◆ EXCERPT PROVIDED:
Open, pseudonymised and personal data: what Government should do next

For some weeks we’ve been hearing further around the Public Data Corporation idea: for commercial partnerships to monetise new categories of government data sets, and a possible expo to sell public data this autumn. Sir Bonar even dictated some Tweets on the matter to his ever-efficient secretary Patricia.

This matter prompts more thoughts, after I was today invited to quite possibly the wrong meeting in Whitehall. The agenda was about boosting the economy, and the question was: what government data sets does business want?

I made a series of sincere contributions, but they seemed to strike a dissonant note. So I’ll share some reflections here (tho the meeting was held under the Chatham House rule and therefore I shall be scrupulous to mention no names or affiliations).

The release of public data since the Power of Information work and Rufus Pollock’s seminal report on the economic benefits has been a rare old government IT success story and a credit to all involved: previous administration (Tom Watson again!), present administration, and officials throughout. But there’s still more to do.

1. What public data do we need released as open data?

Today’s meeting heard that data.gov.uk has “0.01%” of government’s data holdings. That’s no sort of real measure, because no-one knows how much data government holds. An audit is said to be under way but evidently not yet complete.

What do we still need? The lovely @hadleybeeman did a straw poll with the LinkedGov team and came up with:

Infrastructure stuff

timetables for transport and indeed anything

locations of stuff

restaurant health ratings

Keying data/indices

structure of local authorities/NHS trusts

weather data

more detailed mapping data (under open licence)

Companies House data

contracts/procurement/tendering data (with reliable feeds)

Ofcom data re radio frequencies.

◆ DATA SEGMENT:
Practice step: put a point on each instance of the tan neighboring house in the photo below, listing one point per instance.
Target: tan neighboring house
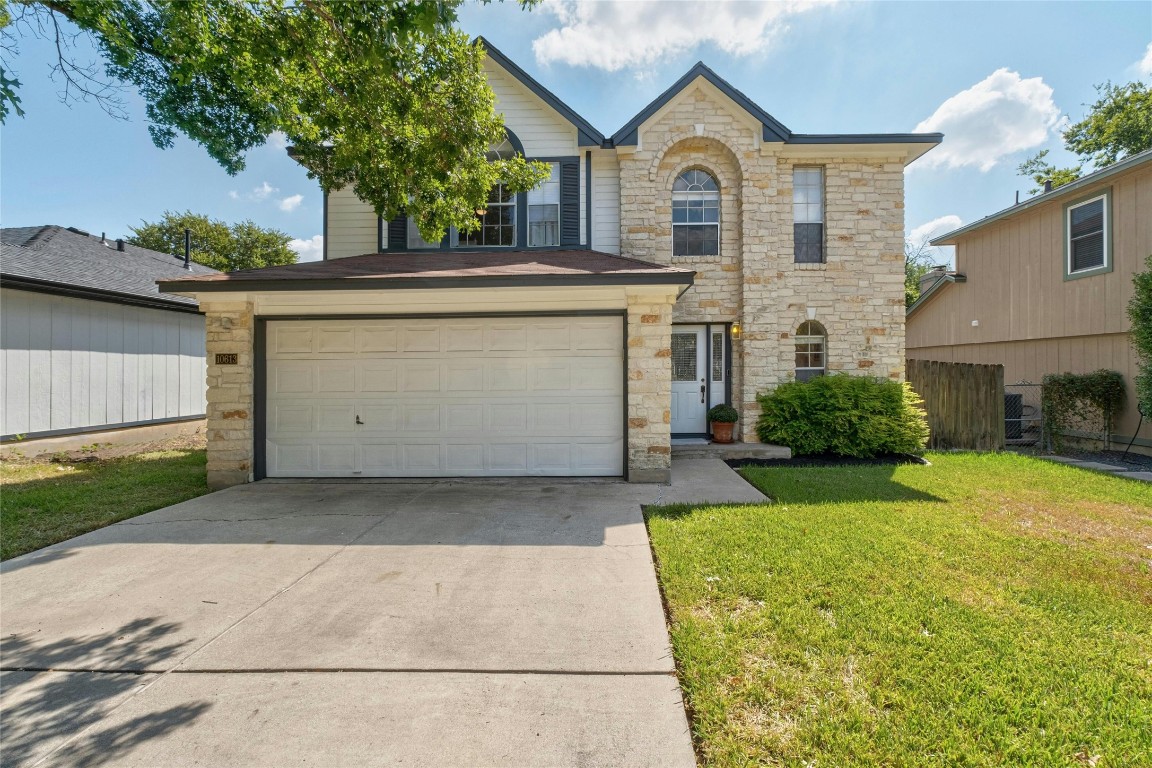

◆ EXERCISE TASKS:
a) According to the post on open government data, why is the claim that data.gov.uk has "0.01%" of government's data holdings no real measure? Answer in one to three sentences.
b) Write out the passage of the post on open government data that begins at the words "locations of stuff" and stops after the words "(under open licence)".
None of the data is needed here.

◆ FULL SOLUTIONS:
a) It is no real measure because no one knows how much data the government holds. An audit is said to be under way, but it is evidently not yet complete.

b)
locations of stuff

restaurant health ratings

Keying data/indices

structure of local authorities/NHS trusts

weather data

more detailed mapping data (under open licence)